* **Provided passage**
▶

-
neirac
danmcd I see you made the last change on ipxe, I was trying to build it just running make on the src directory, how do I generate the smartos.ipxe ? my intention is to see where the pxe boot is failing on my side by compiling with debug flags
-
neirac
I was just missing 2 node packages to begin building
-
danmcd
SOrry I missed this neirac, but you got it, it seems.
-
neirac
danmcd yes the setup for the build image took time but things were pretty documented to follow without problemss
-
Smithx10
bahamat: danmcd looks like 1 of my CNs is reporting a nvme device missing, but I think it's definitely there.... not sure what happened
-
Smithx10
-
Smithx10
Trying to figure out how to get it back
-
jfqd1
jperkin: whould it be possible to bring back the jemalloc package in trunk? It is in 2021Q4 but not in trunk.
-
jperkin
jfqd1: possibly, could you create a ticket? generally you really want to just use libumem on illumos, you'll get better performance and debugging
-
Smithx10
Looks like IPMI shows 10, but slot1 SN BTLN9050022R3P2BGN isn't showing in the OS
-
jfqd1
-
jfqd1
I also reopend the following ticket:
TritonDataCenter/pkgsrc #340
-
jfqd1
-
Smithx10
Looks like cfgadm shows 10 nvme connected devices, but diskinfo and nvmeadm shows 9
-
jperkin
I fixed 340, it'll be in the next build
-
Smithx10
Ok, so I've bumped the gist, looks like cfgadm shows that "Jan 1 1970 nvme/hp n /devices/pci@36,0/pci8086,2031@1:Slot238" doesn't have any links to /dev/rdsk but shows connected and configured. Not really sure what the next steps would be
-
jesse_
try unconfiguring and configuring it again?

◀

* **Given instruction**
According to the thread, what was neirac missing in order to begin building? Please answer in a few words. The data placed after this thread plays no role here.

* **Data**
▶

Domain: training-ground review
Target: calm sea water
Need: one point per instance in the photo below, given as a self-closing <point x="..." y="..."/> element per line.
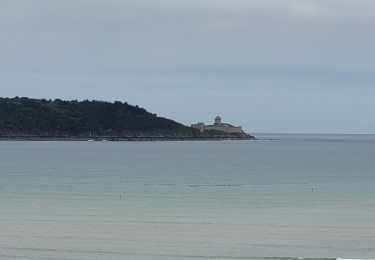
<point x="282" y="196"/>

◀

* **Task result**
Two node packages.